:: Provided material ::
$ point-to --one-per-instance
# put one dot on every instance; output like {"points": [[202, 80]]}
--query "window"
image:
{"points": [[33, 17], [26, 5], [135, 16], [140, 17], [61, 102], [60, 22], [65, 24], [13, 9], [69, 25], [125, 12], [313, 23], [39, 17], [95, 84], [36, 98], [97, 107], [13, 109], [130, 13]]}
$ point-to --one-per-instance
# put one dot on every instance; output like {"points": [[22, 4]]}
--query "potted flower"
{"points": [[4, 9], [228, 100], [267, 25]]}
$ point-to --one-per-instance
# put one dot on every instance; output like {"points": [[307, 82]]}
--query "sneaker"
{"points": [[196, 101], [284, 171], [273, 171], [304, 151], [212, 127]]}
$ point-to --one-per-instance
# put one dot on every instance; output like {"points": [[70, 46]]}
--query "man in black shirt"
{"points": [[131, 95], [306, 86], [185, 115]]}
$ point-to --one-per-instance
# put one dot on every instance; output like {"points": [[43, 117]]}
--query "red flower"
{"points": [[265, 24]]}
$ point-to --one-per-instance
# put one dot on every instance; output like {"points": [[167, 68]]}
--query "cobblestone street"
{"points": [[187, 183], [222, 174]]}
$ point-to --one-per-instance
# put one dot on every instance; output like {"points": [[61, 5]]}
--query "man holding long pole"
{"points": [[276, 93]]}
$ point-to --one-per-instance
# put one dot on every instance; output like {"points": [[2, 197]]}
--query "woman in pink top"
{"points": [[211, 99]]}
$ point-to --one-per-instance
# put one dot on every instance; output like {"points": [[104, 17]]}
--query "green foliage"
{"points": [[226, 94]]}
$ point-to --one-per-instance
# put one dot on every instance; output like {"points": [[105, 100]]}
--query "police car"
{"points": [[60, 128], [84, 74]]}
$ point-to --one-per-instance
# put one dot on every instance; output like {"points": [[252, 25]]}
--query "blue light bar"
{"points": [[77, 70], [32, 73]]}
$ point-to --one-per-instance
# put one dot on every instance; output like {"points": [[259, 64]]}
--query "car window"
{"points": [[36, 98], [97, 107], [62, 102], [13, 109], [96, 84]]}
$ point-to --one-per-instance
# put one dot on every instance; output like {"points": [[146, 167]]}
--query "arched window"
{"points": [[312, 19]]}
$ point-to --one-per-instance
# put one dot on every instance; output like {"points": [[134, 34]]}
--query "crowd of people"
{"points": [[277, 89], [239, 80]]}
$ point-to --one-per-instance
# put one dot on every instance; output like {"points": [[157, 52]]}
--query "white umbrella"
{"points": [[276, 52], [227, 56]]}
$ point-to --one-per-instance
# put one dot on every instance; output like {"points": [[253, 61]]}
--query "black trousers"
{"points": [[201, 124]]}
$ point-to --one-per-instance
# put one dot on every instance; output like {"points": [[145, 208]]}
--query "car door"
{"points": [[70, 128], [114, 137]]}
:::
Your reply should contain each entry, copied without alteration.

$ point-to --one-per-instance
# put one dot on every instance; output like {"points": [[202, 80]]}
--query "window"
image:
{"points": [[33, 17], [26, 5], [135, 16], [140, 17], [61, 102], [60, 22], [65, 24], [13, 9], [69, 25], [125, 12], [313, 23], [39, 17], [95, 84], [36, 98], [97, 107], [13, 109], [130, 13]]}
$ point-to --one-per-instance
# put one dot on every instance; output like {"points": [[22, 4]]}
--query "potted flower"
{"points": [[4, 9], [228, 100], [267, 25]]}
$ point-to --one-per-instance
# put one dot on every instance; output like {"points": [[307, 82]]}
--query "sneaker"
{"points": [[196, 101], [284, 171], [273, 171], [304, 151], [212, 127]]}
$ point-to --one-per-instance
# put one dot on every instance; output like {"points": [[70, 46]]}
--query "man in black shirt"
{"points": [[131, 95], [306, 86], [185, 115]]}
$ point-to --one-per-instance
# put one dot on every instance; output like {"points": [[43, 117]]}
--query "red flower"
{"points": [[265, 24]]}
$ point-to --one-per-instance
# put one dot on every instance; output like {"points": [[167, 68]]}
--query "cobblestone street"
{"points": [[187, 183], [222, 174]]}
$ point-to --one-per-instance
# put one dot on every instance; output like {"points": [[61, 5]]}
--query "man holding long pole"
{"points": [[276, 93]]}
$ point-to --one-per-instance
# put one dot on every instance; output like {"points": [[2, 197]]}
--query "woman in pink top"
{"points": [[211, 99]]}
$ point-to --one-per-instance
# put one dot on every instance; output like {"points": [[104, 17]]}
--query "green foliage"
{"points": [[226, 94]]}
$ point-to --one-per-instance
# put one dot on every instance; output like {"points": [[105, 100]]}
--query "police car"
{"points": [[60, 128], [84, 74]]}
$ point-to --one-per-instance
# put one dot on every instance; output like {"points": [[252, 25]]}
--query "blue light bar"
{"points": [[77, 70], [32, 73]]}
$ point-to --one-per-instance
# put one dot on every instance; output like {"points": [[259, 64]]}
--query "car window"
{"points": [[36, 98], [97, 107], [62, 102], [13, 109], [96, 84]]}
$ point-to --one-per-instance
# put one dot on every instance; output like {"points": [[146, 167]]}
--query "arched window"
{"points": [[312, 19]]}
$ point-to --one-per-instance
# put one dot on every instance; output like {"points": [[134, 34]]}
--query "crowd of people"
{"points": [[277, 89], [239, 80]]}
$ point-to --one-per-instance
# put one dot on every instance; output like {"points": [[157, 52]]}
--query "white umbrella"
{"points": [[276, 52], [227, 56]]}
$ point-to --one-per-instance
# put one dot on every instance; output like {"points": [[253, 61]]}
--query "black trousers"
{"points": [[201, 124]]}
$ point-to --one-per-instance
# put one dot on every instance; output like {"points": [[145, 208]]}
--query "car door"
{"points": [[70, 128], [114, 137]]}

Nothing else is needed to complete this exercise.